### EXERCISE PROMPT:
Apart from the pictures, please restate every entry below exactly.
STUDY MATERIAL START
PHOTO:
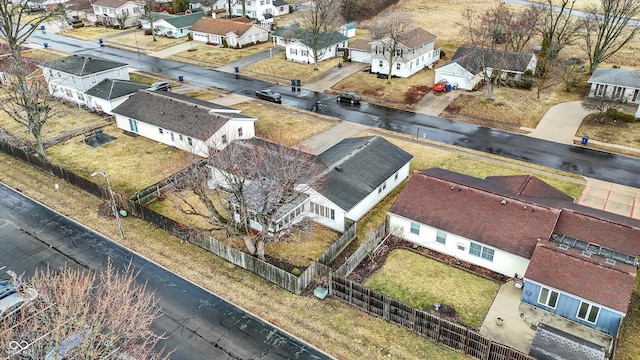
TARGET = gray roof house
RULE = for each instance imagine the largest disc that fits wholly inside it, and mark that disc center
(617, 84)
(72, 76)
(186, 123)
(468, 66)
(109, 93)
(359, 173)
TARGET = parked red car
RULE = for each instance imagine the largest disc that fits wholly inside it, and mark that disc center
(440, 86)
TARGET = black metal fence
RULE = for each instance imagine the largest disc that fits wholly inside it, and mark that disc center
(438, 330)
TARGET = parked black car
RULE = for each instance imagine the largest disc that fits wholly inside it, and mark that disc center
(160, 86)
(349, 97)
(269, 95)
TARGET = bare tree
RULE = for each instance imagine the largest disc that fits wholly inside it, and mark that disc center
(558, 28)
(391, 29)
(29, 110)
(607, 28)
(319, 23)
(267, 183)
(104, 314)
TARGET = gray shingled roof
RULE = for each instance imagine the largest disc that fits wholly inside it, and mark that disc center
(617, 77)
(181, 116)
(472, 59)
(364, 164)
(184, 20)
(82, 65)
(552, 344)
(109, 89)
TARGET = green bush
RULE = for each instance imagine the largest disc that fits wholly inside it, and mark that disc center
(615, 114)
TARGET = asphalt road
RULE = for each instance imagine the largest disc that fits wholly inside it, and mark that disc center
(199, 325)
(579, 160)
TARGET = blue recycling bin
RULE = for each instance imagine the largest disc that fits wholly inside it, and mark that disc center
(585, 140)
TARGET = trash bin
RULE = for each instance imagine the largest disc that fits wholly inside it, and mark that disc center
(585, 140)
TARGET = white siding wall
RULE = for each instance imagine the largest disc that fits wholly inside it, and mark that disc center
(503, 262)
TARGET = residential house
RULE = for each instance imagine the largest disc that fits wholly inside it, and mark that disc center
(297, 43)
(71, 77)
(124, 13)
(360, 50)
(412, 55)
(617, 84)
(233, 33)
(109, 93)
(470, 64)
(257, 8)
(577, 262)
(186, 123)
(359, 173)
(348, 30)
(176, 26)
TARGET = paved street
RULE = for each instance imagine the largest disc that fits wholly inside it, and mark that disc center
(199, 325)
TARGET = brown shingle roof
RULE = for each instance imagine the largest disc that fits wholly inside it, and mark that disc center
(462, 205)
(220, 27)
(610, 286)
STUDY MATERIAL END
### TASK ANSWER:
PHOTO:
TARGET = gray roof house
RULE = for each instance imagine the largest disc that fits wholly inside it, and mark that disc center
(617, 84)
(72, 76)
(186, 123)
(468, 66)
(109, 93)
(359, 173)
TARGET = parked red car
RULE = for each instance imagine the largest disc that fits wholly inside it, and mark that disc center
(440, 86)
TARGET = black metal fence
RULE = for each instance imagine the largest disc that fits wholly inside it, and mark that disc center
(438, 330)
TARGET = parked black car
RULE = for each instance imagine the largest disc that fits wholly inside it, and mark that disc center
(160, 86)
(349, 97)
(269, 95)
TARGET = bare tree
RULE = for each instance imagine the largest disc that fits wholly inside it, and mark that disc center
(558, 28)
(391, 29)
(29, 110)
(607, 28)
(319, 23)
(267, 183)
(104, 314)
TARGET = gray shingled roof
RULE = for each instance imagine the largest disc that fits wholly inside it, and mark that disc center
(617, 77)
(181, 116)
(472, 59)
(364, 164)
(184, 20)
(82, 65)
(552, 344)
(109, 89)
TARGET = green bush
RULE = for each instance imagine the largest disc that fits wholly inside it, and mark that disc center
(615, 114)
TARGET = asphalt road
RULE = for each instance imagine the largest disc that fits wholly inside it, and mark that disc center
(199, 325)
(579, 160)
TARGET = blue recycling bin
RULE = for each instance imagine the largest disc that fits wholly inside it, and mark that disc center
(585, 140)
TARGET = trash bin
RULE = for each instance imagine the largest disc that fits wholly inside it, and mark that disc center
(585, 140)
TARGET = white siding wall
RULE = for each instance imagine the largest disc that fits wholly inside it, and mark that disc center
(503, 262)
TARGET = residential house
RULE = for each instance imagine the largest disc that fits wholly inside it, and mark that disc center
(297, 43)
(71, 77)
(124, 13)
(360, 50)
(412, 55)
(617, 84)
(233, 33)
(109, 93)
(470, 64)
(257, 8)
(577, 262)
(186, 123)
(359, 173)
(348, 30)
(176, 26)
TARGET = paved street
RULE = for each instance imagine the largest disc that fits wholly inside it, and mark that disc center
(199, 325)
TARGET = brown shingle roof
RULE = for each instance imagine the largest disc that fits wholly inside it, and mark that disc center
(462, 205)
(220, 27)
(610, 286)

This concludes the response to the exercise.